• Work to do: Copy the listing from the line with "target | wrinkled white sheet" up to and including its final line, keeping the requests, and scale every x and y point coordinate by 0.65, rounding each result to a whole number with halves rounded up.

• Data:

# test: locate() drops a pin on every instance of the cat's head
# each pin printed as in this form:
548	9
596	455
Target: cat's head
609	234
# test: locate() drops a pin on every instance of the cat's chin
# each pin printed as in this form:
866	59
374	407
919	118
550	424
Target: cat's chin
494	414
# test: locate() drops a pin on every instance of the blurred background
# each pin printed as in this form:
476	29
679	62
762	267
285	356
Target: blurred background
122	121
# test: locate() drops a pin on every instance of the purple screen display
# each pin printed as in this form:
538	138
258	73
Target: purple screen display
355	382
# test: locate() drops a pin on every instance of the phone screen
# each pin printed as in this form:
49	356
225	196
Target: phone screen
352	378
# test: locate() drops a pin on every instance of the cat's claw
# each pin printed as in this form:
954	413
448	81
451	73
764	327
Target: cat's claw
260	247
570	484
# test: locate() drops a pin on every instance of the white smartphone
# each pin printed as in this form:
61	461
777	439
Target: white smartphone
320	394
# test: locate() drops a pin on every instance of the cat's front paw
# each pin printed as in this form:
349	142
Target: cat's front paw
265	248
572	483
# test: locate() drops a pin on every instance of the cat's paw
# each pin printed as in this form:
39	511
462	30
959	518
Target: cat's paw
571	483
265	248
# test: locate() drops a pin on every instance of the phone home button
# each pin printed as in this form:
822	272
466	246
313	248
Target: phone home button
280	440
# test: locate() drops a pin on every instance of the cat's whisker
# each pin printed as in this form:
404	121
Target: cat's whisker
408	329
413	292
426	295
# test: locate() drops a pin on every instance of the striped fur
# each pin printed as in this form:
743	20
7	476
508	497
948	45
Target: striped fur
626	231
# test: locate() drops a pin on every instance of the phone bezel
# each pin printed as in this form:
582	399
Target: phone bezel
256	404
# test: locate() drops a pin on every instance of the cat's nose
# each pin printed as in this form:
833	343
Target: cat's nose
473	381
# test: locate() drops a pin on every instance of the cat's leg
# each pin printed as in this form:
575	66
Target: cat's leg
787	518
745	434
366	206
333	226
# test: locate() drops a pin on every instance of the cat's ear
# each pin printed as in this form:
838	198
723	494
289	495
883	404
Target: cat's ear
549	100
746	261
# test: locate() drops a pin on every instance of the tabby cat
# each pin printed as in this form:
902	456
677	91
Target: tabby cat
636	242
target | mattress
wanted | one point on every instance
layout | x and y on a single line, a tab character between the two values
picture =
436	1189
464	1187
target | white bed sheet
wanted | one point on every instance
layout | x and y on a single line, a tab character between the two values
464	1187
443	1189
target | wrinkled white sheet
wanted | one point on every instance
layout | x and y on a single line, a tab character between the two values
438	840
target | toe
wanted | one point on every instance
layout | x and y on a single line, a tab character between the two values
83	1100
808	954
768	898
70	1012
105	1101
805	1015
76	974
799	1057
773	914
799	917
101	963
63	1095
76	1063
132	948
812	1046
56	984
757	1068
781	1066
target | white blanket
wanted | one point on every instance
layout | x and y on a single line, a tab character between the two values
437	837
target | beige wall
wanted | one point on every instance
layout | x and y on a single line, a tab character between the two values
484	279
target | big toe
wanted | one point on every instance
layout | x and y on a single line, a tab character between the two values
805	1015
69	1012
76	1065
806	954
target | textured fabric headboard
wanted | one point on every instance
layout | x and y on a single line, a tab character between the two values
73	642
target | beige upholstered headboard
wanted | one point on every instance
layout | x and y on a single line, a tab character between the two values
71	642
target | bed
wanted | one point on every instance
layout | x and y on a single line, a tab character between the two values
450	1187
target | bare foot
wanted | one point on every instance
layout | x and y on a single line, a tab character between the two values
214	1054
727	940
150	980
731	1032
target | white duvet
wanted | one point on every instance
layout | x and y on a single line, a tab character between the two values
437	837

• Output for this task:
target | wrinkled white sheet
wanted | one point on every instance
layout | x and y on a single line, a tab character between the two values
285	546
target | toe
wanted | one point on every instance
layout | x and y on a single line, a tab character between the two values
54	715
525	620
499	584
46	658
68	716
523	660
49	633
519	687
502	594
519	596
66	626
41	712
49	691
86	616
528	680
36	640
492	694
508	693
target | white blanket
wanted | one point on every instance
layout | x and y on a single line, a tab character between the two values
284	544
target | beige wall
wanted | one point on every instance
layout | x and y on a single line, a tab character between the two values
315	181
target | big toe
wanted | one point on every instance
layout | x and y on a single line, a tab character between the two values
523	660
45	658
49	692
524	620
target | textured fabric headboard
wanted | one point on every instance
layout | x and y on a single line, a tab character between the two values
47	417
target | beige upholstered headboard
wanted | one point on every instance
layout | x and y on a single line, a tab character between the two values
46	417
target | bed
wanted | one point on every instance
layout | x and y on a single line, a tab character between the two values
293	772
target | bare foot
wanted | one point on every instance
layout | x and y on a single line, a tab character between the two values
139	685
473	611
98	637
475	671
target | white duvet
wanted | one point on every instance
layout | x and y on a single line, a tab character between the two values
284	544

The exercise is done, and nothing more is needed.